Supplied records START

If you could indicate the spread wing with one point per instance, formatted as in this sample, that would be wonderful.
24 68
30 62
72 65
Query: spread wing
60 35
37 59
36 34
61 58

Supplied records END

* Problem details: Write out every entry exactly as it appears.

* Output of the task:
If you could indicate the spread wing with one point per instance, formatted as in this sample, that would be wonderful.
24 68
30 62
72 65
Query: spread wing
60 35
37 59
36 34
61 58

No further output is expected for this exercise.